● **Task set**
1. Condense the paragraph of the review that begins "Echo is four stories wound into one" into a short list, keeping its main facts.
2. Answer these questions from the review, one line each:
(a) Who wrote Echo?
(b) What object appears in each of the stories?
(c) When is the ending set?
3. Please retype the review's text between "This week, I" and "of the stories.", inclusive.

This week, I listened to the audiobook Echo by Pam Munoz Ryan.  This book had a profound impact on me for so many reasons, and the greatest treasure of this story is that it’s written for children but has the power to speak to anyone.

Echo is four stories wound into one, one of which is almost a folktale, and three of which are about three different children–Friedrich, Mike, and Ivy–and their lives during the tumultuous time of World War II.  Each story is staggered and feeds into the next one, for one epic finale that I will try hard not to spoil here.  All I will say is that the one thing holding them together is a harmonica, which mysteriously appears in each of the stories.

I don’t read a lot of historical fiction, but this book engaged me from the first page.  In a way, the stories were timeless even as they were attached to a time period.  Munoz Ryan follows her characters closely enough that important references to significant events like the Holocaust and Pearl Harbor serve as landmarks more than important plot points.  I also think this particular novel, in using a historical setting, still has a profound message to offer to contemporary American culture.  As I was listening to the stories, some of the conversations and experiences felt by central and exterior characters gave me goosebumps, because what was said in the 1930’s and ’40’s sounds disturbingly like some of what is rising in our political climate today.  It was almost scary, as an adult reading a children’s book about people who lived during Hitler’s reign, to think about there being any parallels between that time and ours, but Munoz Ryan subtly points them out–whether intentionally or unintentionally–in the most profound ways.  Even as a historical fiction book, this story is timeless.

Perhaps the most disturbing part of this book in consideration of its main genre (juvenile/young readers), is the fact that each story ends at first with a cliffhanger.  All four characters come to a time when it seems that hope is lost, and their story pauses until the very end.  And, really, the end does not directly address what happened to immediately resolve whatever situation the characters were left in.  It is set, instead, several years into the future when all three of the children are grown and reflecting back on their experiences.  I am proud of Munoz Ryan for including this in a book meant for young readers.  I think, too often, we are quick to protect children from the reality that life offers no easy answers.  This is particularly true in literature.  Books have quick resolutions–both because of the shorter texts for easier reading and because the Happy Ending seems so very important.  Munoz Ryan forgets both of these things, and writes a lengthy text full of despair and angst.  The Happy Ending is still (relatively) present, but readers have to commit to the story to get there, which makes it that much more beautiful.

● **Entries for bounding box labeling**
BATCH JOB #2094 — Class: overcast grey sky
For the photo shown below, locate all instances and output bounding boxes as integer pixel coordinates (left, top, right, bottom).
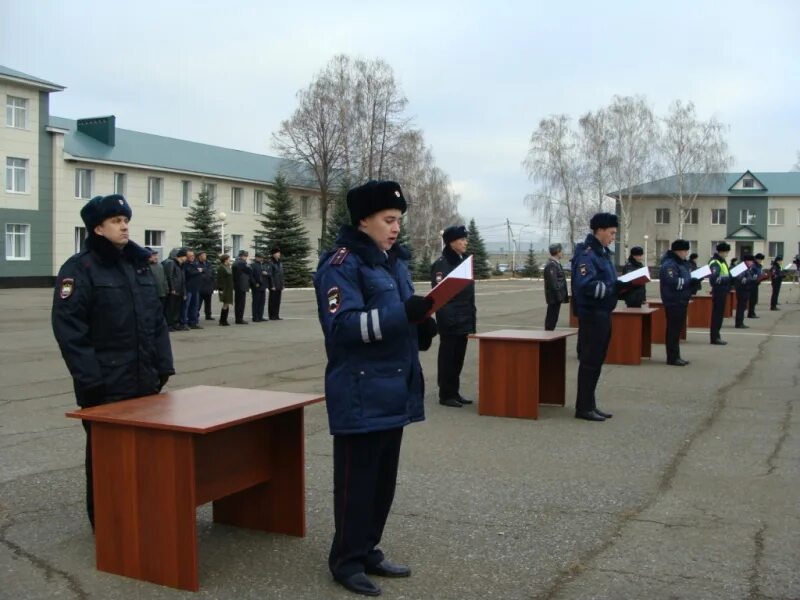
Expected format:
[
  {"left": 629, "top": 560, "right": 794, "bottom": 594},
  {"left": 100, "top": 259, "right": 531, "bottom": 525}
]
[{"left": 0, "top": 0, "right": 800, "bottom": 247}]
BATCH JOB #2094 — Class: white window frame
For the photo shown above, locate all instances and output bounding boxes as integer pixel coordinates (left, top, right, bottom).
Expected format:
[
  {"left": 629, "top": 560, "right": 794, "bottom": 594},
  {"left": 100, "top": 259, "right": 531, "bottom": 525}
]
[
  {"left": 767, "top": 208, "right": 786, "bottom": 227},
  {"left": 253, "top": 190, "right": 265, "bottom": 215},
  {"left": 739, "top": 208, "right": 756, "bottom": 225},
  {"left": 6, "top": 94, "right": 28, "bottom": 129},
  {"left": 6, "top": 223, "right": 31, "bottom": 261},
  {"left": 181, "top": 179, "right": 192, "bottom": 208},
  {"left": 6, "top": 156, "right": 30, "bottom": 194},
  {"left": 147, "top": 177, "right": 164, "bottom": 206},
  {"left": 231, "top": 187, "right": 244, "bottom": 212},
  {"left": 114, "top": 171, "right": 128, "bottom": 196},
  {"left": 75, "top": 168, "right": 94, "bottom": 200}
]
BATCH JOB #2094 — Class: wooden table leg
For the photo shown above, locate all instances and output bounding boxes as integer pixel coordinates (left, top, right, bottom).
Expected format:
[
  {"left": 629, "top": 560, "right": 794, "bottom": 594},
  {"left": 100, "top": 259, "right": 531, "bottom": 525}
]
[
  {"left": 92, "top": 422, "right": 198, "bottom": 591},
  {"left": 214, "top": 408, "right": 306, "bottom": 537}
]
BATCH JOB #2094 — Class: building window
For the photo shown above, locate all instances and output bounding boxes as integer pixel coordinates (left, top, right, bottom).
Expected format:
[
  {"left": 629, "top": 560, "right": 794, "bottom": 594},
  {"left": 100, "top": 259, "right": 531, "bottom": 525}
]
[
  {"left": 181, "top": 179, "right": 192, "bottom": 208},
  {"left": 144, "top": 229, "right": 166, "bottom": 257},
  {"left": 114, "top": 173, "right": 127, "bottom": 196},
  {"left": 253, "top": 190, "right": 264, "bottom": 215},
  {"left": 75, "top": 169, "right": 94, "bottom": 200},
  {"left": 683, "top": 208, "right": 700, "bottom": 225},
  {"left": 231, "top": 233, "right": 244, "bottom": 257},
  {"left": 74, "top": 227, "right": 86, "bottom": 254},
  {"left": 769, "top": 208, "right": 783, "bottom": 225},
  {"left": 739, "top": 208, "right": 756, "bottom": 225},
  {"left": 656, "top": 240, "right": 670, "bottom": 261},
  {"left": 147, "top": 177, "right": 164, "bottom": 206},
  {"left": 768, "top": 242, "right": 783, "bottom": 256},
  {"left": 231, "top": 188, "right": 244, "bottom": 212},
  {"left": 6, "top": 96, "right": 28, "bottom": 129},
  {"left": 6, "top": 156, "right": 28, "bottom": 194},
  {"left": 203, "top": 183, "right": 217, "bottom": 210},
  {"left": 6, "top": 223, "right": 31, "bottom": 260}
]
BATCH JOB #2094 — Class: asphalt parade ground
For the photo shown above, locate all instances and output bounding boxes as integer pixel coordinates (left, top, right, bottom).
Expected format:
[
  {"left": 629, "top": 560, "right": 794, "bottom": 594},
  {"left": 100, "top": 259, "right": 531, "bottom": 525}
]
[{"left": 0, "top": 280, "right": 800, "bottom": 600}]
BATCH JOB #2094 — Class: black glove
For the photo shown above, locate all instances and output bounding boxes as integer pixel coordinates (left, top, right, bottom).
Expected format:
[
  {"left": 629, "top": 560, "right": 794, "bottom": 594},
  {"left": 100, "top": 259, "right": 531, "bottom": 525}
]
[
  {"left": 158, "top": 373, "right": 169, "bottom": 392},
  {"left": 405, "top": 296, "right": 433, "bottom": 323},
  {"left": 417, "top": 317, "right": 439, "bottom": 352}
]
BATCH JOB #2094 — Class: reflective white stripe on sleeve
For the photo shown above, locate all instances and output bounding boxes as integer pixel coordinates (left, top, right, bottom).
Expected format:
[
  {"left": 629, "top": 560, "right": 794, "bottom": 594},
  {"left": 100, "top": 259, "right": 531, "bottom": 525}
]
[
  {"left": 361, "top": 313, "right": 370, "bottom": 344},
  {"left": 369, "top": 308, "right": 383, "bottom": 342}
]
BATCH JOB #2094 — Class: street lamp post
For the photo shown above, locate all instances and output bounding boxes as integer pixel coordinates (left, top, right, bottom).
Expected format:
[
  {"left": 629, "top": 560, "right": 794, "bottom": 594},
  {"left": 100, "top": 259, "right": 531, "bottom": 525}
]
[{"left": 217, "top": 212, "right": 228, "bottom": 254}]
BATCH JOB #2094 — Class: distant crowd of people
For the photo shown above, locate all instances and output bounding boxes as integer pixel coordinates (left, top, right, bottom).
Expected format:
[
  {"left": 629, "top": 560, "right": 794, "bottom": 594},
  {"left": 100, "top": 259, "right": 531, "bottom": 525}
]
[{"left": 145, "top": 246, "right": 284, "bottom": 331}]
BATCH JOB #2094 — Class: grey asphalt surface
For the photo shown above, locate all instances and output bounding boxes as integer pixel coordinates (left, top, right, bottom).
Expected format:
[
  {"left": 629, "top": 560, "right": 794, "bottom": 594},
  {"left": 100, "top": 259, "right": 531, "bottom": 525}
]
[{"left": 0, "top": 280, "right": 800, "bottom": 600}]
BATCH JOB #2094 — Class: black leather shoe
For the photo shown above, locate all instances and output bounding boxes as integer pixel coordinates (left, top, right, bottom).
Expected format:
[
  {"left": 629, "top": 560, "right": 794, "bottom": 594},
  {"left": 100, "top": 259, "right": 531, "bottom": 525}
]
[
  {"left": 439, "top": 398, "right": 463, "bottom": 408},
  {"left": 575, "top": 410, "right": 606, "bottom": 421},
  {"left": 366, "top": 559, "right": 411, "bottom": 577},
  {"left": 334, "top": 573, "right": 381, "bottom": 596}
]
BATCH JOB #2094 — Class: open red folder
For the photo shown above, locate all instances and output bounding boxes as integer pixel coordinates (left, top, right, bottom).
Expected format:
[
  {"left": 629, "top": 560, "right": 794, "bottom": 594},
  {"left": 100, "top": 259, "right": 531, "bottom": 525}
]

● **Responses to the tasks**
1.
- Echo weaves four stories together.
- One is close to a folktale.
- The other three follow Friedrich, Mike, and Ivy during World War II.
- The stories are staggered, each feeding into the next, and they build to one finale.
- A harmonica that mysteriously appears in each story ties them together.

2.
(a) Pam Munoz Ryan
(b) A harmonica
(c) Several years in the future, when all three children are grown and reflecting on their experiences

3.
This week, I listened to the audiobook Echo by Pam Munoz Ryan.  This book had a profound impact on me for so many reasons, and the greatest treasure of this story is that it’s written for children but has the power to speak to anyone.

Echo is four stories wound into one, one of which is almost a folktale, and three of which are about three different children–Friedrich, Mike, and Ivy–and their lives during the tumultuous time of World War II.  Each story is staggered and feeds into the next one, for one epic finale that I will try hard not to spoil here.  All I will say is that the one thing holding them together is a harmonica, which mysteriously appears in each of the stories.